- **Things to do**:
(A) According to the text on pattern rings, what must be saved along with a pattern ring so the information can be retrieved from it? List each item.
(B) Carry the text on pattern rings forward from its last sentence.

- **Study text**:
Information with n’ length consisting of the string 01010101010101… can be reduced to a truth ring ‘01’ which can be reduced to the pattern ring 1,1. To retrieve the information from a pattern ring the starting point, the length and the ‘polarity’ of the information must also be saved. In this case there is no need to store both the starting point and the polarity. One is sufficient. I don’t have hard proof for this but I am very sure that it is possible to save every string of information as a pattern ring, with starting point and polarity without breaking axiom 7b. The length is another discussion but one can say that with normal information stored in a computer the information length is also stored separately.
Axiom 10: The outcome of the perfect language consists of pattern rings ordered on increasing (yet undefined) complexity. To avoid repetition pattern rings must be ‘prime’ = Pattern rings that can be constructed using just repeating a pattern ring with a lower complexity are not allowed in the perfect language.
Creating a program that generates prime pattern rings is not difficult.
The results:
For 0 inputs: 0 (special case when information just consists of N zeros of ones)
For 1 input:
1,1
For 2 inputs:
2,2
3,1
For 3 inputs:
4,4
5,3
6,2
7,1
3,1,2,2
3,2,1,2
3,2,2,1
3,3,1,1
4,1,1,2
4,1,2,1
4,2,1,1
5,1,1,1
2,1,1,2,1,1
2,1,2,1,1,1
2,2,1,1,1,1
3,1,1,1,1,1
(For 4 bits information the pattern rings are in the attachment.)
In other words you just need 20 prime pattern rings to construct every (256 different) truth table for 3 inputs. If the perfect language starts counting at ring 0 and loops through every ring with every possible rotation and polarity you have 256 different programs ordered on complexity for 8 bits of information or every small algorithm that results in 8 bits complexity.

- **Referring expression pointing data**:

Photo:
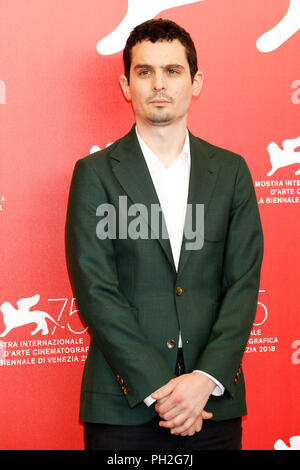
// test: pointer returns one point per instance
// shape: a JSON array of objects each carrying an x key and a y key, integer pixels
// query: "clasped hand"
[{"x": 181, "y": 402}]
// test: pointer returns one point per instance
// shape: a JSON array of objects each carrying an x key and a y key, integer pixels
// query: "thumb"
[
  {"x": 206, "y": 414},
  {"x": 164, "y": 391}
]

- **Answers to the problems**:
(A) The starting point, the length, and the polarity of the information.

(B)
But did we win something? For 8 bits this seems not to be the case and it does not look impressive at all. But… With axiom 5 in mind I expect that when the amount of information increases the delta between the index from the perfect language and the index of the information (when using simple counting) will on average increase. Or in other words with big pieces of real world information the expected average program index in the perfect language is increasing interestingly smaller.
But now I am stuck on generating the prime pattern rings. How do we iterate through the rings in linear time? And is it possible to find an algorithm that is not NP(P) that converts any piece of information or algorithm to a prime pattern ring? Or even better: is it possible to find an algorithm that can not only find the prime pattern ring but also the index in the perfect language?
Let's first start with finding an algorithm to generate prime pattern rings. Because it is a ring, the starting point does not matter. Also complexity order is still not defined very well, so if you find an algorithm that generates prime pattern rings in another sequence it can be that your algorithm has a better definition of complexity. Also I think the smallest possible program that generates prime pattern rings is the most correct one on the definition of complexity!